**Extract provided**.

Going for a trip across the pond, are we? You lucky ba….er, member!
It’s still a bit early for boot sales, but there is always a toy fair going on somewhere. You must go to the local post shop (newsstand) and pickup an event trade paper or get a copy of a Die-cast magazine. They will have listings in the back of all the shows held over Britain. Whilst in London, you must visit Hamley’s Toy store—the biggest shop in England. They have a 1/32 Scalextric track set up to try, and they sell Micro-Scalextric cars too. Be prepared to spend between $30.00 to $40.00 per car (for HO), as the exchange rate is terrible. 
If you locate a fair that’s close—take the tubes, as driving through London can be trying. Also, parking is camera-controlled, very strict and enforced. Fines are very high. If you must travel outside of the city—go North, and take the bus (or train). A beautiful ride and you can travel quite far on them. If so inclined, the Transportation museum in Covent Gardens (London) is a must see--if you like public transpo, and would like to see a colourful history of UK’s vehicles. Many (1/1) racetracks over there, too. Some quite well known and close to London. They always have a Rallye or club meet, or something going on. You may want to check on that. 
Finally, I will give you a food tip. 
Restaurants are expensive—eat in the pubs- and go early.
Enjoy yourself, and tip back a pint for me, won’t you? 
Mackeson Stout please…:thumbsup:


----------



## IRON LOU (Feb 7, 2005)

*Uk*

Did ya go yet? I just got back from Scotland[Edinburgh] Think twice about driving there.The traffic's as bad as NYC. in the bigger cities,and the traffic patterns are REALLY different than you could immagine.Bye the way,ALL the cars are sticks.[NO CHEVIES,EITHER!!!!] It actually took some time for me to get used to WALKING around without getting run over!! I went to 5 hobby shops,[they were in walking distance to my hotel.] I didn't see much HO at all,mostly 1/32 stuff.And the prices are NUTS.I was looking for a Scottish N-scale steam passenger train,American freight cars you see here for 4 bucks were 8 to 10 pounds there.[a pound is around $1.60-80].


----------

(Part of a data file)
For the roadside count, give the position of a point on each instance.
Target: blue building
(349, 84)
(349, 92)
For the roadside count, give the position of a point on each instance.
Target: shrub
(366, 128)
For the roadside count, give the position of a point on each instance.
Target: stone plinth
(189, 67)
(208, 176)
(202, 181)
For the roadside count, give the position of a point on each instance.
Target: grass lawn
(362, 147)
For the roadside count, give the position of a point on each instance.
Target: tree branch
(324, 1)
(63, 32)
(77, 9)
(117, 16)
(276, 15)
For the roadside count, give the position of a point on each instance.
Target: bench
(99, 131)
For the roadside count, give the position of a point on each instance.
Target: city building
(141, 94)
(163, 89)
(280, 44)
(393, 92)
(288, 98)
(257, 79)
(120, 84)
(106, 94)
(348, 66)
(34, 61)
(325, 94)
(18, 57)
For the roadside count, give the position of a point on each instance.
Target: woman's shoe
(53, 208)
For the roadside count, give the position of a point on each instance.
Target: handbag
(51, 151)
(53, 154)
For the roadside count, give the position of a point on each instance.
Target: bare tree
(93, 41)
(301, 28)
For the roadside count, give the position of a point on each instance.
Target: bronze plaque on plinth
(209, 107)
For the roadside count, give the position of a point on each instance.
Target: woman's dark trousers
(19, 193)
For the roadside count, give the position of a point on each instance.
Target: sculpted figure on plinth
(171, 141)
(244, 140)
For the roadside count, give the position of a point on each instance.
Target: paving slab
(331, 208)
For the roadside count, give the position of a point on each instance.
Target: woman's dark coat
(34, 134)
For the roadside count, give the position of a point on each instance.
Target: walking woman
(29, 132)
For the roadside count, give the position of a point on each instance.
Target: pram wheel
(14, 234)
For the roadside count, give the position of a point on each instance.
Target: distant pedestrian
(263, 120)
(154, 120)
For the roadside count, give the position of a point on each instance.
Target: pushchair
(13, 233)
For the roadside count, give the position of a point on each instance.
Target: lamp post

**Task list**.
1. Answer these questions using the travel thread.
(a) Which London store does the first post call the biggest shop in England?
(b) Where does the first post recommend eating instead of restaurants?
(c) How many hobby shops did IRON LOU visit?
2. List every way of getting around that the travel thread mentions.
3. Duplicate the travel thread word for word, starting with "It’s still a" and going on through "rate is terrible.".
The rows come from a source other than the travel thread.

**Exercise answers**.
1.
(a) Hamley's Toy store
(b) In the pubs, going early
(c) Five

2. The tubes, driving, the bus, the train, and walking

3.
It’s still a bit early for boot sales, but there is always a toy fair going on somewhere. You must go to the local post shop (newsstand) and pickup an event trade paper or get a copy of a Die-cast magazine. They will have listings in the back of all the shows held over Britain. Whilst in London, you must visit Hamley’s Toy store—the biggest shop in England. They have a 1/32 Scalextric track set up to try, and they sell Micro-Scalextric cars too. Be prepared to spend between $30.00 to $40.00 per car (for HO), as the exchange rate is terrible.